**Activity:**
Please state how many people were collecting disability payments as of the end of 2012, according to the passage on disability program coverage.

Passage for review START

Together Kroft and Coburn displayed a rank ignorance about the disability program: how it works, who the beneficiaries are, why it has grown. This is especially shocking because after a similarly overwrought and inaccurate "investigation" of disability aired on National Public Radio in March, numerous experts came forth to set the record straight. They included eight former Social Security commissioners, experienced analysts of the program, even the Social Security Administration's chief actuary, Steve Goss.

"60 Minutes" apparently talked to none of them.

At the top of the segment, Kroft observed that disability now serves "nearly 12 million Americans," up by about 20% in the last six years. Coburn asked, "Where'd all those disabled people come from?"

To begin with, 12 million people aren't collecting disability payments. The number as of the end of 2012 was 10.9 million, comprising 8.8 million disabled workers and about 2 million of their family members, mostly children.

Passage for review END
Extracted data START

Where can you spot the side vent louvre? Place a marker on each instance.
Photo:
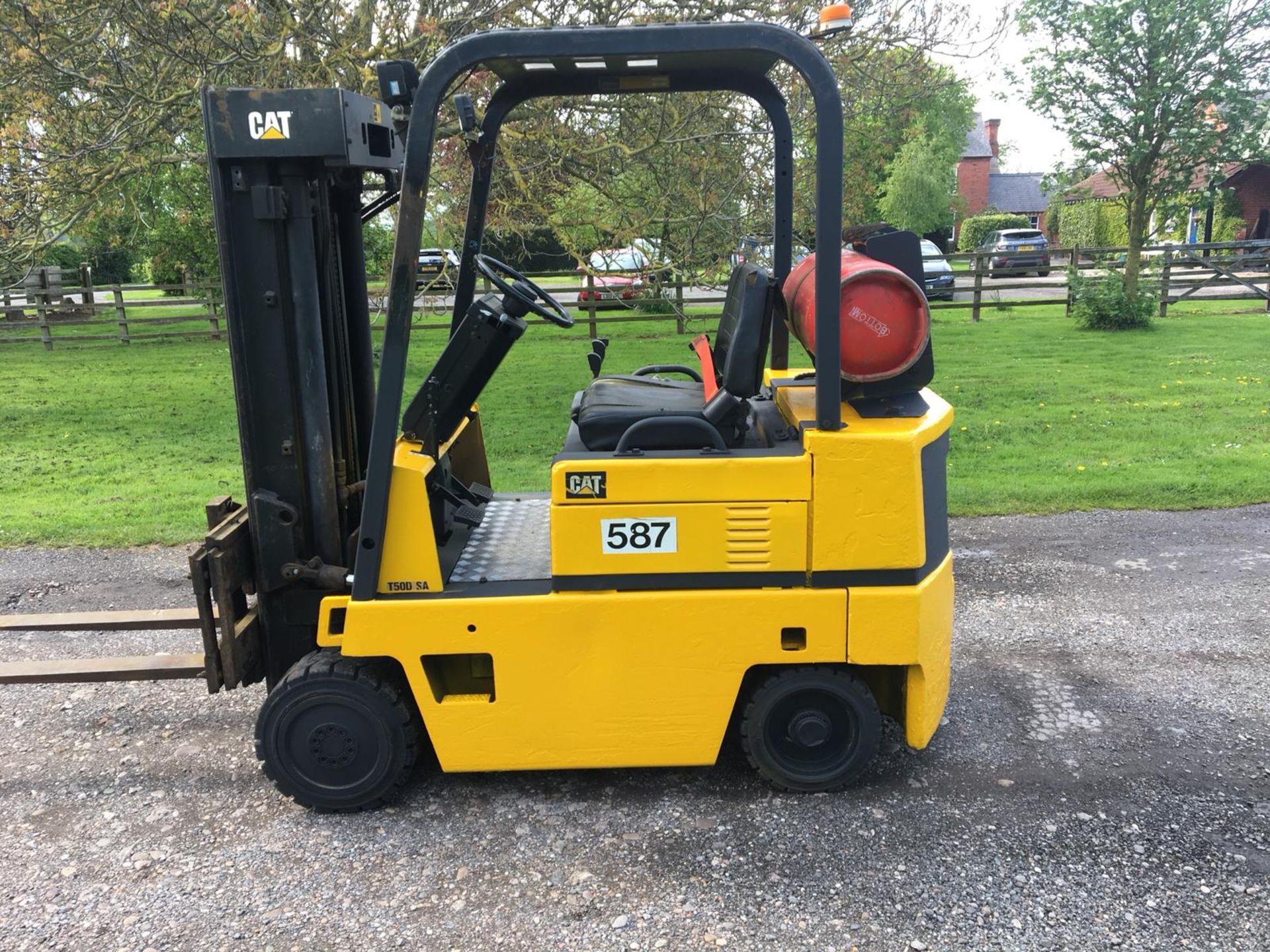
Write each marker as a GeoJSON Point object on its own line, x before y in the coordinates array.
{"type": "Point", "coordinates": [749, 536]}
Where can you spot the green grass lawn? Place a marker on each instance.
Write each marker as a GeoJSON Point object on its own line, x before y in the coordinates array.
{"type": "Point", "coordinates": [116, 444]}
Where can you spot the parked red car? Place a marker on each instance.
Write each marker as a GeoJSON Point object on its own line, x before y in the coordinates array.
{"type": "Point", "coordinates": [619, 276]}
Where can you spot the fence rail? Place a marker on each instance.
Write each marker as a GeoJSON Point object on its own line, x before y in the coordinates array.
{"type": "Point", "coordinates": [46, 310]}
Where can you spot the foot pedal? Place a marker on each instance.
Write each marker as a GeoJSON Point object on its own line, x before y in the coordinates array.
{"type": "Point", "coordinates": [469, 516]}
{"type": "Point", "coordinates": [480, 494]}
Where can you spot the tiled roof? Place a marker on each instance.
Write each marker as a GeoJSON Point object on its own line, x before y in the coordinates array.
{"type": "Point", "coordinates": [977, 141]}
{"type": "Point", "coordinates": [1016, 192]}
{"type": "Point", "coordinates": [1101, 186]}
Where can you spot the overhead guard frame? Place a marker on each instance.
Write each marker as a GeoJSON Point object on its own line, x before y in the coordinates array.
{"type": "Point", "coordinates": [762, 44]}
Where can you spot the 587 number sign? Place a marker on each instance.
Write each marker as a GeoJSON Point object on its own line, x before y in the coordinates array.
{"type": "Point", "coordinates": [656, 534]}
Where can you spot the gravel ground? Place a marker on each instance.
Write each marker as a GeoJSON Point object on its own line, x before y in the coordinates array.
{"type": "Point", "coordinates": [1103, 781]}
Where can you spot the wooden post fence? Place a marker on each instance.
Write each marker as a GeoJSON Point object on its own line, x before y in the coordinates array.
{"type": "Point", "coordinates": [87, 285]}
{"type": "Point", "coordinates": [978, 288]}
{"type": "Point", "coordinates": [121, 314]}
{"type": "Point", "coordinates": [211, 317]}
{"type": "Point", "coordinates": [1074, 268]}
{"type": "Point", "coordinates": [591, 306]}
{"type": "Point", "coordinates": [679, 303]}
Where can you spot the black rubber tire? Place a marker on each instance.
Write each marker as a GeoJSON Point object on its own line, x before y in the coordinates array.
{"type": "Point", "coordinates": [339, 734]}
{"type": "Point", "coordinates": [840, 711]}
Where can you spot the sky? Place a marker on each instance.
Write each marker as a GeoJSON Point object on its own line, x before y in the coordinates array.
{"type": "Point", "coordinates": [1038, 146]}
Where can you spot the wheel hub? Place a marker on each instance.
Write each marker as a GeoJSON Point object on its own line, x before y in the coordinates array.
{"type": "Point", "coordinates": [332, 746]}
{"type": "Point", "coordinates": [810, 729]}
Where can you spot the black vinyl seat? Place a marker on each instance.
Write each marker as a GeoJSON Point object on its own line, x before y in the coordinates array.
{"type": "Point", "coordinates": [611, 405]}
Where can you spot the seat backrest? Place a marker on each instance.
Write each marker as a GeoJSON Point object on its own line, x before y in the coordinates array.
{"type": "Point", "coordinates": [745, 331]}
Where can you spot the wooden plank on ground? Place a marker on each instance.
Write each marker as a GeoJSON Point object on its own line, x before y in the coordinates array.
{"type": "Point", "coordinates": [130, 619]}
{"type": "Point", "coordinates": [70, 670]}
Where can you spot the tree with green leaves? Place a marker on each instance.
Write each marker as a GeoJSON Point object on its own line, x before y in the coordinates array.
{"type": "Point", "coordinates": [919, 192]}
{"type": "Point", "coordinates": [99, 117]}
{"type": "Point", "coordinates": [1152, 91]}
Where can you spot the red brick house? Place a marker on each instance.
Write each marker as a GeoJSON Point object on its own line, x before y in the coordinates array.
{"type": "Point", "coordinates": [984, 186]}
{"type": "Point", "coordinates": [1250, 182]}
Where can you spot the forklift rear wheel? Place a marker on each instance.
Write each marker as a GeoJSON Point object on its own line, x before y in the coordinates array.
{"type": "Point", "coordinates": [810, 729]}
{"type": "Point", "coordinates": [339, 734]}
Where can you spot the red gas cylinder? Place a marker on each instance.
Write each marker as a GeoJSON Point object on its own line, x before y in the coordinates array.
{"type": "Point", "coordinates": [884, 317]}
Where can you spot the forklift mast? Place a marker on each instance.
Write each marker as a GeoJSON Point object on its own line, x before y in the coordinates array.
{"type": "Point", "coordinates": [287, 175]}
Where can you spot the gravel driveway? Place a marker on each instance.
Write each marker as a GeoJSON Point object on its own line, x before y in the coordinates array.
{"type": "Point", "coordinates": [1103, 781]}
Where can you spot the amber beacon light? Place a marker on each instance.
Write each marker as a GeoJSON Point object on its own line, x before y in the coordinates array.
{"type": "Point", "coordinates": [835, 18]}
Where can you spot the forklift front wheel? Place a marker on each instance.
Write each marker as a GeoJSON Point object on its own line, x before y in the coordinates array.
{"type": "Point", "coordinates": [810, 729]}
{"type": "Point", "coordinates": [339, 734]}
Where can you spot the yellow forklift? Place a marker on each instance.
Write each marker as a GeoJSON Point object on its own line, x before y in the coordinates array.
{"type": "Point", "coordinates": [736, 542]}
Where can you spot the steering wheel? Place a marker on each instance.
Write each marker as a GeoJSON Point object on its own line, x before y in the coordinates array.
{"type": "Point", "coordinates": [523, 290]}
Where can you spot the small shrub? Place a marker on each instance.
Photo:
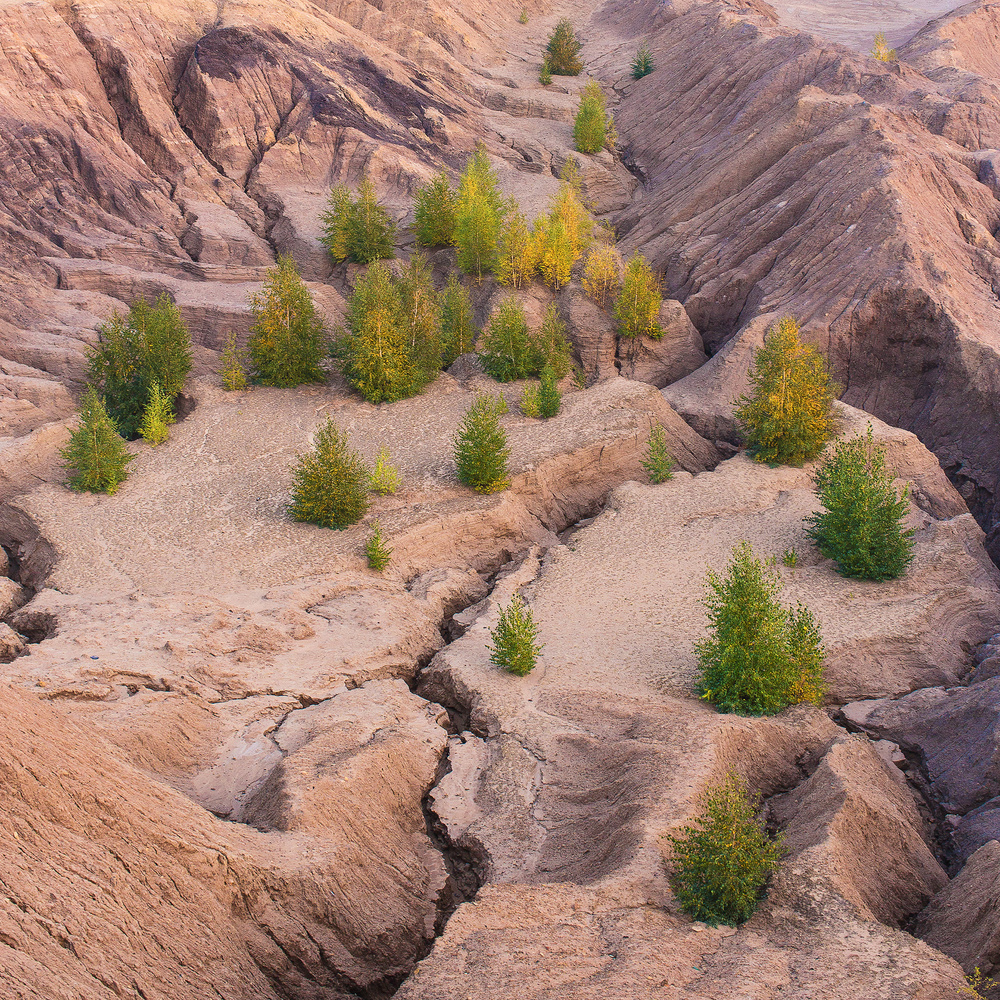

Extracted data END

**Exercise response:**
10.9 million people: 8.8 million disabled workers and about 2 million of their family members.